** START Task input **

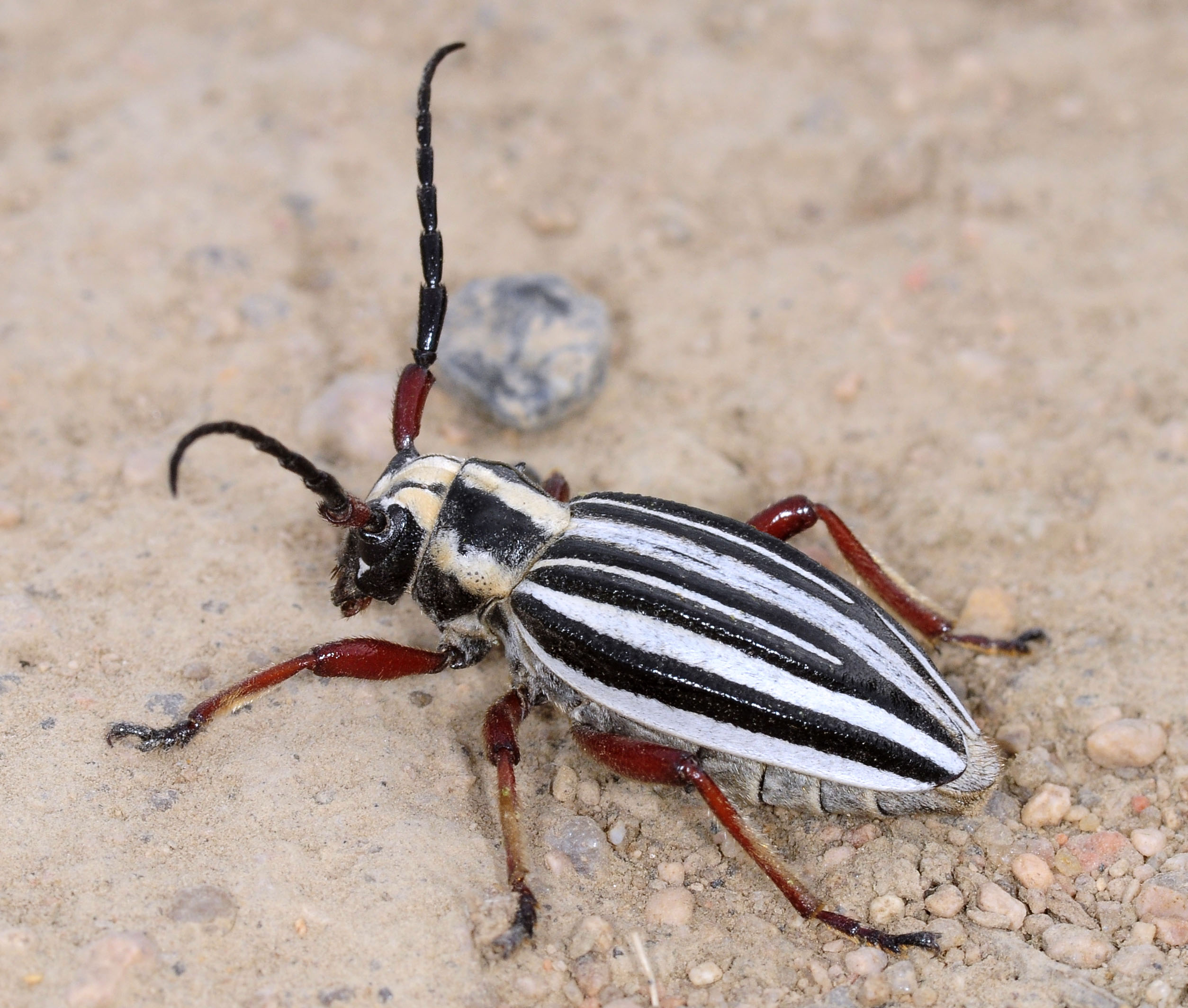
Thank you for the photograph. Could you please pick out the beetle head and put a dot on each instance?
(380, 559)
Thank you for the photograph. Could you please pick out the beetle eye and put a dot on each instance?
(378, 523)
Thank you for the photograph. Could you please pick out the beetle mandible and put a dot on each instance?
(684, 648)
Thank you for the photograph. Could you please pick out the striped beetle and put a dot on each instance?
(684, 648)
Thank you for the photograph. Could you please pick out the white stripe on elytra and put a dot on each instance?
(932, 672)
(672, 549)
(783, 561)
(702, 731)
(684, 594)
(657, 638)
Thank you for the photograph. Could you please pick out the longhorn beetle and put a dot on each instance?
(684, 648)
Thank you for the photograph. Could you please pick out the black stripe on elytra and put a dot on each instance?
(684, 687)
(864, 610)
(853, 678)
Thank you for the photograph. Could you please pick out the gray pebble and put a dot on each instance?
(163, 801)
(581, 839)
(528, 350)
(201, 905)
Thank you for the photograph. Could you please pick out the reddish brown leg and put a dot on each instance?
(409, 405)
(794, 515)
(556, 486)
(499, 738)
(360, 657)
(661, 765)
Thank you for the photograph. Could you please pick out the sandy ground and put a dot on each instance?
(923, 261)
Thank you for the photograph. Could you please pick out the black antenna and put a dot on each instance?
(338, 507)
(432, 309)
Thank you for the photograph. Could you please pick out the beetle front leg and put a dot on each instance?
(794, 515)
(662, 765)
(499, 738)
(359, 657)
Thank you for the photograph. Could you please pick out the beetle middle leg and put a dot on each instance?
(499, 738)
(794, 515)
(359, 657)
(662, 765)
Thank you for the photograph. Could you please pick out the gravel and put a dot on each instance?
(1077, 946)
(529, 350)
(669, 907)
(1032, 872)
(1047, 806)
(581, 839)
(1128, 742)
(946, 902)
(705, 974)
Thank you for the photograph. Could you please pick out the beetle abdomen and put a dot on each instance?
(709, 630)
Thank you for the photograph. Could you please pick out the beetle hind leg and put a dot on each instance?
(794, 515)
(360, 657)
(662, 765)
(499, 738)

** END Task input **

§ Aim of the exercise
Can you reproduce, without a single change, the lines of the data from the one containing "pebble and put a dot on each instance?" through the last line, both included?

§ Answer below
Thank you for the photograph. Could you please pick out the gray pebble and put a dot on each instance?
(163, 801)
(581, 839)
(528, 350)
(201, 905)
Thank you for the photograph. Could you please pick out the reddish brown leg and put a dot on each instance?
(409, 405)
(794, 515)
(556, 486)
(499, 738)
(360, 657)
(661, 765)
Thank you for the photograph. Could you please pick out the sandy ground and put a dot on each instance?
(923, 261)
Thank you for the photograph. Could you please pick out the black antenna and put a dot on each instance?
(338, 507)
(432, 309)
Thank you for the photograph. Could you please pick out the beetle front leg and put a dot on each instance?
(794, 515)
(662, 765)
(499, 738)
(359, 657)
Thank you for the photograph. Could you please pick out the beetle middle leg and put a dot on each instance?
(499, 738)
(794, 515)
(359, 657)
(662, 765)
Thank you for the photograph. Could you please pick out the gravel and put a dot on each instance?
(1077, 946)
(529, 350)
(669, 907)
(1032, 872)
(1047, 806)
(581, 839)
(1128, 742)
(946, 902)
(705, 974)
Thank you for the photograph. Could you please pick out the beetle abdomen and put a dot on each instance?
(709, 630)
Thank you for the photograph. Could you please pick out the beetle hind leg and put a dot on each instance?
(794, 515)
(360, 657)
(662, 765)
(499, 738)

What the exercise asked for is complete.